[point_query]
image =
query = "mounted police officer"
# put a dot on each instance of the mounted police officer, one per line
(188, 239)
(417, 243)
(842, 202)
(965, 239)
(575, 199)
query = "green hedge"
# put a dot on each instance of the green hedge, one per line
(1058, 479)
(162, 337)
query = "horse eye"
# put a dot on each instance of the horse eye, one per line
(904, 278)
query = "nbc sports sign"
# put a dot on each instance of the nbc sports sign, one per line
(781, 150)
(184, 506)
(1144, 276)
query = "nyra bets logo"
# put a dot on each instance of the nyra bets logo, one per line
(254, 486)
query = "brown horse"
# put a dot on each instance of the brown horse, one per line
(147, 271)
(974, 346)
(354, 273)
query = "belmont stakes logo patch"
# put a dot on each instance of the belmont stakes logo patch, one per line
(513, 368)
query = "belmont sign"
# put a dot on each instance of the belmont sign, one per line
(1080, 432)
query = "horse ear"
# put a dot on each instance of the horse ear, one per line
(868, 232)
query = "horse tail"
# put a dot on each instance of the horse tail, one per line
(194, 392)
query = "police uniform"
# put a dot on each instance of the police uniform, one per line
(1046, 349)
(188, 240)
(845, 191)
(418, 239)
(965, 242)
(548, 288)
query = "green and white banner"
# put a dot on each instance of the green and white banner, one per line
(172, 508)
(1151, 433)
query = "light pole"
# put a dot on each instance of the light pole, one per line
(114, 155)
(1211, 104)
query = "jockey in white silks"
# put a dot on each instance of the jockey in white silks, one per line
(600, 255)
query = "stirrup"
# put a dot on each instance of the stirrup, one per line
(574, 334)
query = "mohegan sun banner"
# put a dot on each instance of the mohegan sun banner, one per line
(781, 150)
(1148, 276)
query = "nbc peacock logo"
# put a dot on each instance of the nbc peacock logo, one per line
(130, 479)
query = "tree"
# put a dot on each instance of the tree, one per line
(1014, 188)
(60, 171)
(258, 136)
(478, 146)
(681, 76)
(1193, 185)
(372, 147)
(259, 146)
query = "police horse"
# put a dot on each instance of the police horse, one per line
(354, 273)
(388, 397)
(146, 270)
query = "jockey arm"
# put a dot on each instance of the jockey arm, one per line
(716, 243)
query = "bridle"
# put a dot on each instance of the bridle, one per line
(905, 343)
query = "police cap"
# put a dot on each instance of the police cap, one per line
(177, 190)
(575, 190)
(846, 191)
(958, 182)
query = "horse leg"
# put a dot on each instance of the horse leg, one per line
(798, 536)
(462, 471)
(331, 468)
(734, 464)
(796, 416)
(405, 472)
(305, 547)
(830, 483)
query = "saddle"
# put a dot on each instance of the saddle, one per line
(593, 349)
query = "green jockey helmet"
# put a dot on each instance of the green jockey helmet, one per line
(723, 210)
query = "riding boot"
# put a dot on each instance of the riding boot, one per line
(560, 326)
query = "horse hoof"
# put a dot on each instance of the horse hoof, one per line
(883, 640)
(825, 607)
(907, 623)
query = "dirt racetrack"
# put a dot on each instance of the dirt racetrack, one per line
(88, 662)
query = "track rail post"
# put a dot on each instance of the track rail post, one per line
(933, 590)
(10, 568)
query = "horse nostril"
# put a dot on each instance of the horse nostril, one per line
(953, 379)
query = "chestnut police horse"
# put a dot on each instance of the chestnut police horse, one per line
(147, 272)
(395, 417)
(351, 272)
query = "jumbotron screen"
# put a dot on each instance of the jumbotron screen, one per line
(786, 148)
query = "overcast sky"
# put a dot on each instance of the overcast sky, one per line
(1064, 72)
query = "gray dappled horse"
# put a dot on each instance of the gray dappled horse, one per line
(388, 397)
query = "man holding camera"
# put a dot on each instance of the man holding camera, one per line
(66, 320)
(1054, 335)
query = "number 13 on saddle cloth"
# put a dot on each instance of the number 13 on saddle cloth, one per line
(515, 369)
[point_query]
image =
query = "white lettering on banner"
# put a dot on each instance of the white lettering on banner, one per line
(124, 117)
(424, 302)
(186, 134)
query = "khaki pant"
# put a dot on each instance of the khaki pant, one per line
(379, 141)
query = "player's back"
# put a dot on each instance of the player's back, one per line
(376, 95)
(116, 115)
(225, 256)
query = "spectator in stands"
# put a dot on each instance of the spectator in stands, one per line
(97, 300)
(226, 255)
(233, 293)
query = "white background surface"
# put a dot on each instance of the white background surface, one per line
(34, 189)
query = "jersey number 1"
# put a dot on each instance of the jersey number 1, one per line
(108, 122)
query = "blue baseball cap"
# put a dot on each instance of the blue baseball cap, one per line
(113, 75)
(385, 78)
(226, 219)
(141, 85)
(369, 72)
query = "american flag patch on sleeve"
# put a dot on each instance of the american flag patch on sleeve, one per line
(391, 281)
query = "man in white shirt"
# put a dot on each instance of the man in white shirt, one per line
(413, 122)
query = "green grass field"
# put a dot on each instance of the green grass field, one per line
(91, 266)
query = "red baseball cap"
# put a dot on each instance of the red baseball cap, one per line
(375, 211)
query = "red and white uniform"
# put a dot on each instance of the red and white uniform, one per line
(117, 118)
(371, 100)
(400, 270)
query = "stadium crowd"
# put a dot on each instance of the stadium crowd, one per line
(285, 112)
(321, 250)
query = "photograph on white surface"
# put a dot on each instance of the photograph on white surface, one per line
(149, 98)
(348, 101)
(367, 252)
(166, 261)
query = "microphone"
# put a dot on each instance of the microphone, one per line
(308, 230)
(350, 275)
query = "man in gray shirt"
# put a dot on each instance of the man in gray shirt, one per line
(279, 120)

GIVEN TASK :: Go through the material above line by line and copy it exactly.

EXERCISE ANSWER ::
[point_query]
image =
query = "mounted police officer"
# put a dot on each instance of the mounted police officer, one per line
(188, 239)
(417, 243)
(842, 202)
(965, 239)
(575, 199)
query = "green hedge"
# put a dot on each instance of the green hedge, one per line
(1058, 479)
(162, 337)
query = "horse eye"
# put a dot on each instance of the horse eye, one per line
(904, 278)
query = "nbc sports sign"
# put a dot on each instance of the nbc sports sign, one per line
(781, 150)
(184, 506)
(1144, 276)
query = "nyra bets logo"
# put a dot on each instance of the nyra bets logo, one per line
(254, 486)
query = "brown horse"
# put a dot on each instance of the brown horse, one per line
(147, 271)
(974, 346)
(354, 273)
query = "belmont stakes logo patch"
# put a dot on each instance of the belmont stakes logo patch, one per line
(513, 368)
query = "belmont sign"
# put a dot on each instance of the belmont sign, one per line
(1080, 432)
query = "horse ear"
# put a dot on each instance of the horse ear, one per line
(868, 232)
query = "horse tail"
# put a dot on each instance of the horse tail, one per line
(194, 392)
query = "police uniform"
# put a dot on each instance of the police uniform, one per line
(1046, 349)
(188, 240)
(845, 191)
(418, 239)
(965, 242)
(548, 288)
query = "green and white banner"
# put a dot on each instance of the green and white banner, one per line
(172, 508)
(1151, 433)
query = "light pole"
# put a dot on each instance of the light pole, one per line
(114, 155)
(1211, 104)
query = "jockey in white silks"
# put a dot on each instance of the jockey in white silks, one per line
(600, 255)
query = "stirrup"
# put a dot on each instance of the stirrup, one per line
(574, 334)
query = "mohegan sun banner"
# put a dot on each instance of the mohegan sun banner, one per line
(781, 150)
(1148, 276)
query = "nbc peacock logo"
# put a dot on each instance of the nbc peacock logo, one per line
(130, 479)
query = "tree"
# put a dot on each instance of the tree, one per line
(1014, 188)
(60, 171)
(258, 136)
(478, 146)
(681, 76)
(1193, 185)
(372, 147)
(259, 146)
query = "police horse"
# put a dot on each instance of the police horse, one per line
(354, 273)
(388, 397)
(146, 270)
query = "jockey arm"
# put a dot on each instance of the jockey arm, one per line
(716, 243)
query = "bridle"
# put a dot on each instance of the bridle, one per line
(905, 343)
query = "police cap"
# put a dot on each instance of the police cap, one per line
(177, 190)
(575, 190)
(846, 191)
(958, 182)
query = "horse leg"
# put a dot on each instance of the horse leg, one per line
(798, 536)
(462, 471)
(331, 468)
(734, 464)
(796, 416)
(405, 472)
(305, 547)
(830, 483)
query = "saddle"
# put a dot on each instance of the saddle, one per line
(593, 349)
query = "green jockey helmet"
# put a dot on each instance of the green jockey helmet, one per line
(723, 210)
query = "riding boot"
# put a dot on each instance of the riding boot, one per line
(560, 326)
query = "horse hoof"
# put a dot on each instance of the horse hoof, one per line
(883, 640)
(825, 607)
(907, 623)
query = "dirt racetrack"
# put a dot on each instance of the dirt racetrack, one per line
(88, 662)
query = "track rail post"
# put a dot on each instance of the track rail post, one per line
(933, 590)
(10, 568)
query = "horse nostril"
# put a dot on each instance of the horse nostril, one per line
(953, 379)
query = "chestnut police horse"
# put a dot on each instance of the chestnut police horse, one per line
(147, 272)
(395, 417)
(351, 272)
query = "jumbotron screen"
# put a dot on each instance of the jumbotron screen, one per line
(786, 148)
query = "overcast sky"
# put a dot on each instance of the overcast sky, one per line
(1064, 72)
query = "gray dappled horse"
# put a dot on each instance of the gray dappled horse, one per line
(388, 397)
query = "man holding camera"
# put a dot on each instance of the man holding camera, one per line
(66, 320)
(1054, 335)
query = "number 13 on saddle cloth"
# put a dot on each instance of the number 13 on saddle cloth, one per line
(515, 369)
[point_query]
image =
query = "white lettering on banner"
# put a dot on each instance of the white lettering on banner, one per line
(124, 117)
(424, 302)
(186, 134)
query = "khaki pant"
# put a dot on each instance of the khaki pant, one per line
(379, 141)
query = "player's back"
# put a dot on each instance of the player's back, one per line
(376, 95)
(116, 115)
(225, 256)
query = "spectator in stands"
# put a dot on each instance of the spectator in stands, one per line
(97, 300)
(226, 255)
(233, 293)
query = "white background surface"
# put a dot on each instance of the white background surface, one per line
(34, 189)
query = "jersey number 1"
# put a dot on each instance of the jersey number 1, one per line
(108, 122)
query = "blue baseball cap"
# put a dot on each instance of the blue baseball cap, one per line
(113, 75)
(385, 78)
(226, 219)
(141, 85)
(369, 72)
query = "american flag patch on sleeve"
# put a dot on each instance of the american flag patch on sleeve, one per line
(391, 281)
query = "man in white shirt"
# put a dot on each instance of the man in white shirt, one per line
(413, 122)
query = "green grass field"
# put a dot on each instance of the green grass field, one per line
(91, 266)
query = "red baseball cap"
# put a dot on each instance of the red baseball cap, one per line
(375, 211)
query = "red and white uniform"
# put a dot on each instance of the red and white uniform, one per line
(117, 118)
(371, 100)
(400, 270)
query = "stadium crowd"
# put a dot on each instance of the stadium crowd, one per line
(285, 112)
(321, 250)
query = "photograph on white surface"
# put a dot on each instance of the photograph on white surface, one per line
(149, 98)
(348, 101)
(367, 252)
(166, 261)
query = "microphone"
# put a dot on each instance of the microphone, one per line
(308, 230)
(350, 275)
query = "man in gray shirt"
# put a dot on each instance of the man in gray shirt, one per line
(279, 120)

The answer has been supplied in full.